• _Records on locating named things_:
****************
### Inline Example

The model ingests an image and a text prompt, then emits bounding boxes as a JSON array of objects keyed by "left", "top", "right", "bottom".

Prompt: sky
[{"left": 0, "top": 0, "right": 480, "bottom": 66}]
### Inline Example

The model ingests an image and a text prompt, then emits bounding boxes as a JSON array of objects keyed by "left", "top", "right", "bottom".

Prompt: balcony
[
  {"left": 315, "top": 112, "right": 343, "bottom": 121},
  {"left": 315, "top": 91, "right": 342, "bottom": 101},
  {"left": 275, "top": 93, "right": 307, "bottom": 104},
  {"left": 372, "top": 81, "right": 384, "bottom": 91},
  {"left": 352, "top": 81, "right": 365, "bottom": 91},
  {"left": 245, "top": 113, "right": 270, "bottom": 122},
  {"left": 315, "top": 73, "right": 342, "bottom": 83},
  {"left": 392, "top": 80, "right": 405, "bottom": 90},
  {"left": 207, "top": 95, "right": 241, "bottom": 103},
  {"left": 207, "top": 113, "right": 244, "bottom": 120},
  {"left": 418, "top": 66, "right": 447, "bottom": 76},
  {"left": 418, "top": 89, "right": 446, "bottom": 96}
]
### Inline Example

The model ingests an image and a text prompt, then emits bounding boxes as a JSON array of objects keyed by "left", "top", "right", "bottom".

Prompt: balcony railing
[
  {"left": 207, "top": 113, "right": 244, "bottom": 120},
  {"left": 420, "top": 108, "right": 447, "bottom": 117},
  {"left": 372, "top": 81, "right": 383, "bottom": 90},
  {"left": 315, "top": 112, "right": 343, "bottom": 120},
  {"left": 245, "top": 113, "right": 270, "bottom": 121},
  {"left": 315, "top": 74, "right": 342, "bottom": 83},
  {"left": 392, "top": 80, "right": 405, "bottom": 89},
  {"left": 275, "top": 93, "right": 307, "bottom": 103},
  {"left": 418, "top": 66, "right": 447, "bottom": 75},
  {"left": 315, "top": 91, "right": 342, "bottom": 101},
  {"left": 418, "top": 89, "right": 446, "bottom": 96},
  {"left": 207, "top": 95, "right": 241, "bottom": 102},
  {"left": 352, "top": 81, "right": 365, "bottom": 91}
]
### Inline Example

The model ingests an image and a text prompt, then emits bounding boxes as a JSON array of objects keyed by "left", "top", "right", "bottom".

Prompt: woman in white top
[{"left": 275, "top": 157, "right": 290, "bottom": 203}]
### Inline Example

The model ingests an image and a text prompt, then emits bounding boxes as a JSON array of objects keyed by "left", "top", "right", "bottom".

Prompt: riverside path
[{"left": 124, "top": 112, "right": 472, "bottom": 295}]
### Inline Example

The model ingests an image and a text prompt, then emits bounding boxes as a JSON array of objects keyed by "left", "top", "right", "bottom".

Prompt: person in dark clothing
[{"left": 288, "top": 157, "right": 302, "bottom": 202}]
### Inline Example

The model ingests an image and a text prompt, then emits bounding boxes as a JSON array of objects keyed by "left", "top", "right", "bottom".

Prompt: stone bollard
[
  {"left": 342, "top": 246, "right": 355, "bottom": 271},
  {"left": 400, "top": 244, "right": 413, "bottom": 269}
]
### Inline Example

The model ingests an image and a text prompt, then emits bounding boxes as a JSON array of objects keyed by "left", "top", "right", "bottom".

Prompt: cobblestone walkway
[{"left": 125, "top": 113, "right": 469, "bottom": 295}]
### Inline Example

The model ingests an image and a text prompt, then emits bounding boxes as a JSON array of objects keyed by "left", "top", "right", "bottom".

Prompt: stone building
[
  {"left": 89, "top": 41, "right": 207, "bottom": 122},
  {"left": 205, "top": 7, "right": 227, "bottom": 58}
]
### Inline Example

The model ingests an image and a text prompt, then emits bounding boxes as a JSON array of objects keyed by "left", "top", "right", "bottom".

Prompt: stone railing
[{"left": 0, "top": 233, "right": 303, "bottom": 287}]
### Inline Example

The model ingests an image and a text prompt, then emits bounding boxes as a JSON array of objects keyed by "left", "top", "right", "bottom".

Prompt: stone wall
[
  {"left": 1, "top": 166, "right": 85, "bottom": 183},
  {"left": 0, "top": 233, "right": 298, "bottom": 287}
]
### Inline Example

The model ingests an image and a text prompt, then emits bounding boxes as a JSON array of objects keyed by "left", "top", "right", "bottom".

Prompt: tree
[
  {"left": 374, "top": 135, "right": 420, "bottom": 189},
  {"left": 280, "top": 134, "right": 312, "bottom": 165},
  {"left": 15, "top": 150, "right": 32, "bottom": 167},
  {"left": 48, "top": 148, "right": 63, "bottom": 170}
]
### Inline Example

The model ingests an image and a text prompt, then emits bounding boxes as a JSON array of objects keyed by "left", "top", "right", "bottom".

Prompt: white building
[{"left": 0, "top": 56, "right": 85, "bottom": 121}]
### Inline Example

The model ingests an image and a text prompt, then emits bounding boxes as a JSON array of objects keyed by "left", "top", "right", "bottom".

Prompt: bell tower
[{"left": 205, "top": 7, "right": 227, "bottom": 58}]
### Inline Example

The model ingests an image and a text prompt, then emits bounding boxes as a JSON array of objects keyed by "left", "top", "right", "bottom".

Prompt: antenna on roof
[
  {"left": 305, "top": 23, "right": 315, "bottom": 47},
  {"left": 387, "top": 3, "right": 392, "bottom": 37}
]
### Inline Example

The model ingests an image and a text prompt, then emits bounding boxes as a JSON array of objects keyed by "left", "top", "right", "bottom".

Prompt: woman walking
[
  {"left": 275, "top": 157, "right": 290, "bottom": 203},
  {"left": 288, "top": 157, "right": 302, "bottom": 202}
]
****************
• _Your objective_: Pick out every line of the records that contains the string "balcony", and copy each one.

• _Task result_:
Prompt: balcony
Prompt: balcony railing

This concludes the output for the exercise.